● **The request**
Count the lines in the listing below that contain the string "hair", treating case as significant. Reply with the number only.

Point-based annotation data
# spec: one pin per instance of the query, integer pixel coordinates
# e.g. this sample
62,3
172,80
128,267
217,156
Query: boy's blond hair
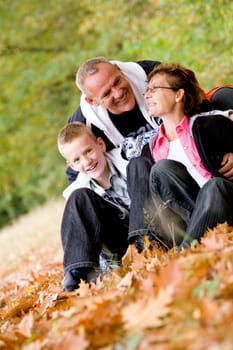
71,131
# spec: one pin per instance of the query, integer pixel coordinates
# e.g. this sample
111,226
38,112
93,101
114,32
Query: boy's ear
69,165
101,143
91,101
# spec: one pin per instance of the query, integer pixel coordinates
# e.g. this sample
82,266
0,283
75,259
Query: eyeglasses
154,88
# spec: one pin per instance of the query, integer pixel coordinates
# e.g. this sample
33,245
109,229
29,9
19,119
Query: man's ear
91,101
179,95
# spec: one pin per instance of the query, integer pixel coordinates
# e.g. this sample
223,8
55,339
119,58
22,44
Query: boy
97,209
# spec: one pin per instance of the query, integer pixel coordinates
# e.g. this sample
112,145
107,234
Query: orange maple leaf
148,313
25,325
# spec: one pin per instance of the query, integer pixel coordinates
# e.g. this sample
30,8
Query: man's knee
138,165
223,99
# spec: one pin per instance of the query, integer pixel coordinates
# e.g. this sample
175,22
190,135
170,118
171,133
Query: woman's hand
227,166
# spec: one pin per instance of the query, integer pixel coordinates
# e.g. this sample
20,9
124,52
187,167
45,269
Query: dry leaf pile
157,300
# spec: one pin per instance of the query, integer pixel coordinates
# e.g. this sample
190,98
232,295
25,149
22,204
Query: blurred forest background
42,44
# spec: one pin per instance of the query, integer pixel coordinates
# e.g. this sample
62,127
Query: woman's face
160,98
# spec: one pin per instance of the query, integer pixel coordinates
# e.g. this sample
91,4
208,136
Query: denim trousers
184,209
90,223
138,173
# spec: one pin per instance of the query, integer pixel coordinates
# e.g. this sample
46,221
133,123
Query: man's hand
227,166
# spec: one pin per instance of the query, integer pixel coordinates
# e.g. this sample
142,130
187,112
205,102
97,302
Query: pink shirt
161,147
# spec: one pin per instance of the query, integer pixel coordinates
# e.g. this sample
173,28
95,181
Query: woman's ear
179,95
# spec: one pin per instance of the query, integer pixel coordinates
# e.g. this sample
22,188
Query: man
112,100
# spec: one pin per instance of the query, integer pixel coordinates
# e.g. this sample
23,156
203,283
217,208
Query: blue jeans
138,172
89,223
185,208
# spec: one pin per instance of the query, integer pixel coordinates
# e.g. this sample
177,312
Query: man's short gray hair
88,68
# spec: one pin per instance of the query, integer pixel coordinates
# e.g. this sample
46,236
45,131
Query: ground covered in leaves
157,300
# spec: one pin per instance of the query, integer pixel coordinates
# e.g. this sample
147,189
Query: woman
191,180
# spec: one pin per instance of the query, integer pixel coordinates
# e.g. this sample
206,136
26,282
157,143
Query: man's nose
116,92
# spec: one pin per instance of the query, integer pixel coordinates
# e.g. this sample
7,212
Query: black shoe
73,277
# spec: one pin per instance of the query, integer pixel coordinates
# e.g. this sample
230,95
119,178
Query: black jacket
213,136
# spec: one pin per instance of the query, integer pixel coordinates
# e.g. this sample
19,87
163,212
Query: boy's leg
88,223
174,193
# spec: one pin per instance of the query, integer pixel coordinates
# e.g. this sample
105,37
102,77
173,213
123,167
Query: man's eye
106,94
117,82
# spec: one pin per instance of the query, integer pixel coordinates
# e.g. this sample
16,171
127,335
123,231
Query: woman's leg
174,193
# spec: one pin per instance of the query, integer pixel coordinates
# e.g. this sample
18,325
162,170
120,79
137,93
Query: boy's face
86,155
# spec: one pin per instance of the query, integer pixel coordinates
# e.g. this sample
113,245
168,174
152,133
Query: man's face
86,155
109,88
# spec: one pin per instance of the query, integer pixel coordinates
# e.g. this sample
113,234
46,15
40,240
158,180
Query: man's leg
88,223
174,193
223,99
213,206
138,172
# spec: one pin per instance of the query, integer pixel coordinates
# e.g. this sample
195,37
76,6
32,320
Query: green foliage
42,43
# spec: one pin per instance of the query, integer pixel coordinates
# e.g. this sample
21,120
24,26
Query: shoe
73,278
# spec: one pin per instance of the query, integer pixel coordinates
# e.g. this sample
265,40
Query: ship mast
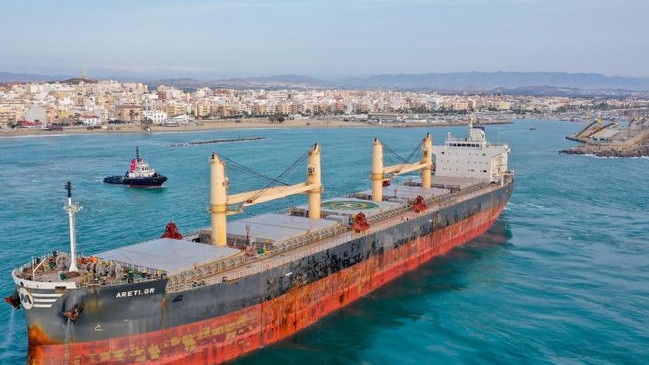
72,209
220,201
381,173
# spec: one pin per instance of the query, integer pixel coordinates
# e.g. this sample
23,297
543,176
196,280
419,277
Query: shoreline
230,124
204,125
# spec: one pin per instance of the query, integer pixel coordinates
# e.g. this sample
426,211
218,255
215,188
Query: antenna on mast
72,209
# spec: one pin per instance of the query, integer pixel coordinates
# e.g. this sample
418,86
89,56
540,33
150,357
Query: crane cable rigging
271,180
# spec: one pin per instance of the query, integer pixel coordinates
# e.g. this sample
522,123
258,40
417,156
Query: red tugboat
237,286
139,175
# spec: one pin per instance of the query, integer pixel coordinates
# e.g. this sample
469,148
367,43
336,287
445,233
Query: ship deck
260,241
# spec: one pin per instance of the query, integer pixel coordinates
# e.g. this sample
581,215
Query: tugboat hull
150,182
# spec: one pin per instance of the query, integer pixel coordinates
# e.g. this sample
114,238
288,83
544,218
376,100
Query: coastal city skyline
324,39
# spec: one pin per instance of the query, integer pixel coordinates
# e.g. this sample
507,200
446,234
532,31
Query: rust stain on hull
227,337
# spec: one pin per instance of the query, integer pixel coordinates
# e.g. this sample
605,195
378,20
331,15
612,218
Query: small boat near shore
139,175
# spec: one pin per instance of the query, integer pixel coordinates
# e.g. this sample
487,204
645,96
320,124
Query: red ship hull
229,336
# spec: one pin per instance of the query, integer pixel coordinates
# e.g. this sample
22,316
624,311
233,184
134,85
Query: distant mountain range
524,83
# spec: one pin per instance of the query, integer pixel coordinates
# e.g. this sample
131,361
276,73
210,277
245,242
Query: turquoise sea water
562,277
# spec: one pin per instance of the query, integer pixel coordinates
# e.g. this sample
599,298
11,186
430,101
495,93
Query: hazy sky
323,38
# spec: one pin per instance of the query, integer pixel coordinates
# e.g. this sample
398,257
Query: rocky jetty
637,146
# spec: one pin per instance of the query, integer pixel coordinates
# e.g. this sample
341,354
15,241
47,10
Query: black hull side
155,181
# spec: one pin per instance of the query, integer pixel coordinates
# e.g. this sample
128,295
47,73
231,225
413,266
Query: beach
196,126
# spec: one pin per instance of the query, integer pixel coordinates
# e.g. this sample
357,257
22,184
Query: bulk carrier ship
237,286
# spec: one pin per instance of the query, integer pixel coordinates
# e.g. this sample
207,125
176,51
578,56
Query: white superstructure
471,156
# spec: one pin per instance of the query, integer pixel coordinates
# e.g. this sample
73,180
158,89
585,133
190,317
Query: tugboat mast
72,209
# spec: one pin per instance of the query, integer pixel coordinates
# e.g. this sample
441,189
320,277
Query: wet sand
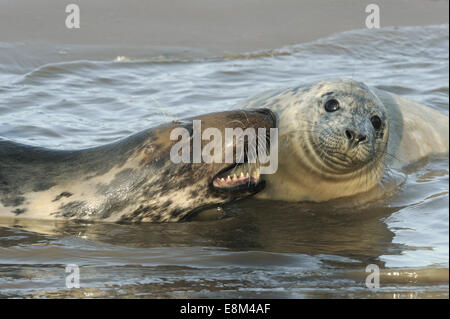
213,25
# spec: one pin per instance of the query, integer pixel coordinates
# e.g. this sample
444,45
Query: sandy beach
213,25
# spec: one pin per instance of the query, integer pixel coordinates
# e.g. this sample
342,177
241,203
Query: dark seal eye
332,105
376,122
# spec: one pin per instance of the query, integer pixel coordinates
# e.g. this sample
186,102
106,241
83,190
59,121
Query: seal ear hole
332,105
376,122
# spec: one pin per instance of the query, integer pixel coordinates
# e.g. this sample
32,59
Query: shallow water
66,96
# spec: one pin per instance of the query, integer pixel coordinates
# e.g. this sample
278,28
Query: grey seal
131,180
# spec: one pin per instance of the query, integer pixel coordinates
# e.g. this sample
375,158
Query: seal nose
268,113
355,137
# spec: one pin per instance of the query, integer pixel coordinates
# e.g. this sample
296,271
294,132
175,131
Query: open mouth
238,178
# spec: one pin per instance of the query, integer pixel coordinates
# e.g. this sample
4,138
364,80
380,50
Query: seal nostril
349,134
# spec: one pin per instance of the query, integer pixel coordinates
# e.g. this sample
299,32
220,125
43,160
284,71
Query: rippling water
67,97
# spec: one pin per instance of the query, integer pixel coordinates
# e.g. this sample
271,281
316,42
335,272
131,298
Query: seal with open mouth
131,180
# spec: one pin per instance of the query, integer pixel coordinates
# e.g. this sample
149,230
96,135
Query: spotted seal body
340,138
131,180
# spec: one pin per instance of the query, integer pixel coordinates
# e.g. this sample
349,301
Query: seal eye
376,122
332,105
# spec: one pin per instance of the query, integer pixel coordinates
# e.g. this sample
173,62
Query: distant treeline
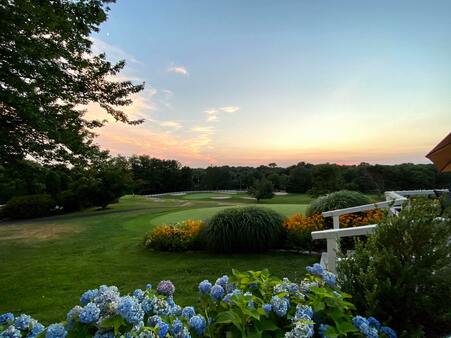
145,175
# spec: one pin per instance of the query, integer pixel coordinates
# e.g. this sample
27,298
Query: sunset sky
253,82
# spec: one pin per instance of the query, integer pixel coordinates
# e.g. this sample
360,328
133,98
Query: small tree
401,275
262,189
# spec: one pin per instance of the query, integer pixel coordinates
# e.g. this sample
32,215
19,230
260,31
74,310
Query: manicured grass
46,264
205,213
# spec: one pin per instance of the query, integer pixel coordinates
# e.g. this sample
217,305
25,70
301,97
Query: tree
47,73
112,179
300,179
262,189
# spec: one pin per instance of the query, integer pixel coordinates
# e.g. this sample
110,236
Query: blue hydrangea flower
130,309
357,321
188,312
322,329
293,287
279,305
56,331
301,330
204,287
316,269
166,288
389,332
223,281
104,334
88,296
89,314
139,294
163,329
329,278
147,304
228,296
176,310
303,312
11,332
197,323
6,318
36,330
22,322
305,286
216,292
161,307
154,320
368,331
176,327
374,322
267,308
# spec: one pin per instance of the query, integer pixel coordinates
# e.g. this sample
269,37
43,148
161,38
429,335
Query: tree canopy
48,73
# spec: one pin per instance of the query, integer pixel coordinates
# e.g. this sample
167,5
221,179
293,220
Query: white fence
394,202
178,193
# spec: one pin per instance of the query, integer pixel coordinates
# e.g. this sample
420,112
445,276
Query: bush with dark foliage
402,275
247,229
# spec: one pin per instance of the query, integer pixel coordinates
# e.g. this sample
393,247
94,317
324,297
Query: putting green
205,213
203,195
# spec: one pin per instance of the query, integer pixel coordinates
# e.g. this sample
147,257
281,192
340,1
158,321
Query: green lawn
46,264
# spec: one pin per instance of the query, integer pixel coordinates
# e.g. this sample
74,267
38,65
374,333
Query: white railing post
332,247
336,219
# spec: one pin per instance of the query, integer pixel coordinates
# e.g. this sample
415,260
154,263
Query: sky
252,82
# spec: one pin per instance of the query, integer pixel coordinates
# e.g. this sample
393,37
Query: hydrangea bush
250,304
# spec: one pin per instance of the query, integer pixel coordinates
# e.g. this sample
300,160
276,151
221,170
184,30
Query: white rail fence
394,202
178,193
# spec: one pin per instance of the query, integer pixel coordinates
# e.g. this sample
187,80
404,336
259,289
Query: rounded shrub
248,229
29,206
337,200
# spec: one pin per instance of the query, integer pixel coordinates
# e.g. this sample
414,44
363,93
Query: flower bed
181,236
296,232
250,304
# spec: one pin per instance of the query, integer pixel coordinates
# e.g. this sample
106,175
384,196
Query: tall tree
48,72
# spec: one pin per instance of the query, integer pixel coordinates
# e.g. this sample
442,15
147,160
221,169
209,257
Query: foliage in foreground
247,229
337,200
251,304
295,232
402,274
48,73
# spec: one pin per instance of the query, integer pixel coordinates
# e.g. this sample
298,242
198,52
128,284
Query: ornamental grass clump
402,274
246,304
248,229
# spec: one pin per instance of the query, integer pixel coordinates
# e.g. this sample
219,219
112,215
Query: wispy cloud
229,109
175,125
112,52
178,70
213,114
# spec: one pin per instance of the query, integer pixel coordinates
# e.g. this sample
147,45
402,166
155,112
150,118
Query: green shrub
247,229
337,200
402,274
29,206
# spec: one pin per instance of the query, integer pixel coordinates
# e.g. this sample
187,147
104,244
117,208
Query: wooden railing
394,202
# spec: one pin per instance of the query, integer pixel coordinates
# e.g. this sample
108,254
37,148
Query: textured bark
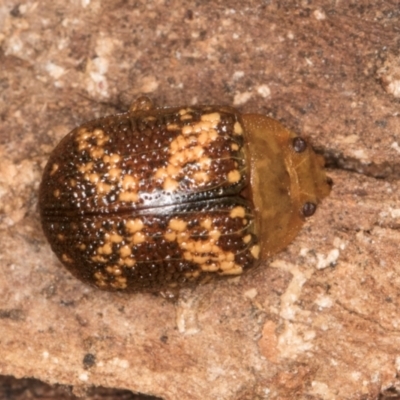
321,319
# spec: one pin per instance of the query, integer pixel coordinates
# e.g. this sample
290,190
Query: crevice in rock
28,388
336,160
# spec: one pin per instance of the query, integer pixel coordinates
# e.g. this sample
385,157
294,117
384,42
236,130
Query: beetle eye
299,145
309,209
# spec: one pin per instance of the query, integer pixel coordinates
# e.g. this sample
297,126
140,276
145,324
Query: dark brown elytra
160,198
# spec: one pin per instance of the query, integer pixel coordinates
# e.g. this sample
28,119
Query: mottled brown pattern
114,188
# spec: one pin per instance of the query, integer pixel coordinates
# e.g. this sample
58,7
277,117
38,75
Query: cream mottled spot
105,249
66,258
128,196
206,253
113,237
112,158
114,270
187,130
188,148
104,188
127,262
119,283
114,173
86,167
92,178
100,278
177,224
134,225
237,212
247,239
54,169
138,238
235,270
255,251
172,127
99,259
96,152
234,176
170,185
237,129
212,117
125,251
129,182
206,223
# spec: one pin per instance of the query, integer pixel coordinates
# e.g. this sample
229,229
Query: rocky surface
321,319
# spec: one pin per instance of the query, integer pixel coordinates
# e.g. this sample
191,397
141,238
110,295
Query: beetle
155,199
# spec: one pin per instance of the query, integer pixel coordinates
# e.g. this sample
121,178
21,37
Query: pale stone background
322,320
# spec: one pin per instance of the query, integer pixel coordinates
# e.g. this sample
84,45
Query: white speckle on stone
14,46
54,70
97,82
186,317
330,259
241,98
394,88
251,293
322,390
264,91
237,75
118,362
355,375
397,363
376,377
293,291
308,61
395,146
303,252
339,243
394,212
360,154
324,301
319,15
83,376
149,84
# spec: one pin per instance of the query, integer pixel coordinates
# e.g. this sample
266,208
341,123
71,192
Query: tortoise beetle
156,199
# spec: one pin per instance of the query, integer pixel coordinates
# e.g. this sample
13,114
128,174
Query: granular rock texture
319,320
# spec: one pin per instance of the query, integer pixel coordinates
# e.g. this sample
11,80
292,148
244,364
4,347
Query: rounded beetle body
160,198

● **Exercise response**
2